## WORK INSTRUCTIONS
Where the records below begin, start copying, and stop after the line that contains "written like <point>148,447</point>."; reproduce every line exactly but omit pictures.

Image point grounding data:
┄┄┄┄┄┄

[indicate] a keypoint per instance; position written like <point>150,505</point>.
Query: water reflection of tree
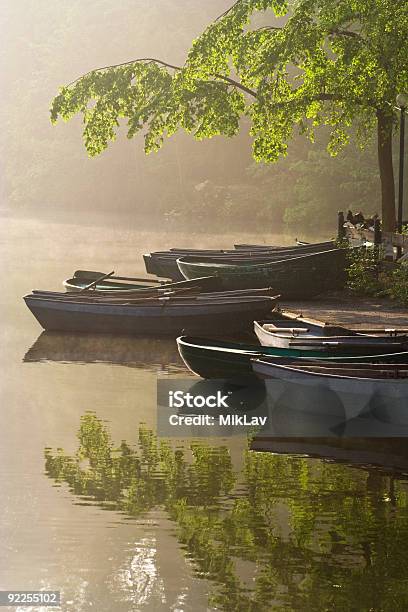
<point>288,533</point>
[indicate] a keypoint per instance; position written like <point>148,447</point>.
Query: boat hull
<point>230,360</point>
<point>386,401</point>
<point>207,317</point>
<point>293,278</point>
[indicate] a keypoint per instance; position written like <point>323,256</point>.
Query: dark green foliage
<point>363,271</point>
<point>331,63</point>
<point>398,285</point>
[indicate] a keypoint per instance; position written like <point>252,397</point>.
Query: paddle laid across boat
<point>211,358</point>
<point>295,277</point>
<point>302,336</point>
<point>83,278</point>
<point>164,263</point>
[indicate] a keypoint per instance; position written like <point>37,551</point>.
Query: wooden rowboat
<point>150,316</point>
<point>302,335</point>
<point>164,263</point>
<point>295,277</point>
<point>211,358</point>
<point>379,391</point>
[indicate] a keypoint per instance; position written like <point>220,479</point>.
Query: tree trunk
<point>384,131</point>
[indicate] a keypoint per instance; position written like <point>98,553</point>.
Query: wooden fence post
<point>341,230</point>
<point>377,232</point>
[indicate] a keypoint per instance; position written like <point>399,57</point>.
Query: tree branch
<point>227,11</point>
<point>151,60</point>
<point>348,33</point>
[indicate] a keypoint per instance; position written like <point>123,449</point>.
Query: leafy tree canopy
<point>338,63</point>
<point>333,62</point>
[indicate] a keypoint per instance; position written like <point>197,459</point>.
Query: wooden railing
<point>394,244</point>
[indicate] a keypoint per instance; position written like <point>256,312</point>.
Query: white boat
<point>303,336</point>
<point>376,390</point>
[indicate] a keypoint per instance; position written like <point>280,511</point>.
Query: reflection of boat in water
<point>146,353</point>
<point>390,454</point>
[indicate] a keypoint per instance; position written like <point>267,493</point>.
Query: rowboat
<point>211,358</point>
<point>164,263</point>
<point>149,316</point>
<point>388,454</point>
<point>304,246</point>
<point>372,390</point>
<point>282,334</point>
<point>304,276</point>
<point>83,278</point>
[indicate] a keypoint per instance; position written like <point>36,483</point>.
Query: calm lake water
<point>94,505</point>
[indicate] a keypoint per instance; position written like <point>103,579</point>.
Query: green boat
<point>109,283</point>
<point>299,277</point>
<point>232,360</point>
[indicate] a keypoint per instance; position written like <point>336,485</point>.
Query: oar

┄┄┄┄┄┄

## PROBLEM SOLUTION
[indicate] a keypoint per instance; position written like <point>150,505</point>.
Query: water reflection of tree
<point>288,533</point>
[indicate] a keypoint per instance; position written like <point>148,447</point>.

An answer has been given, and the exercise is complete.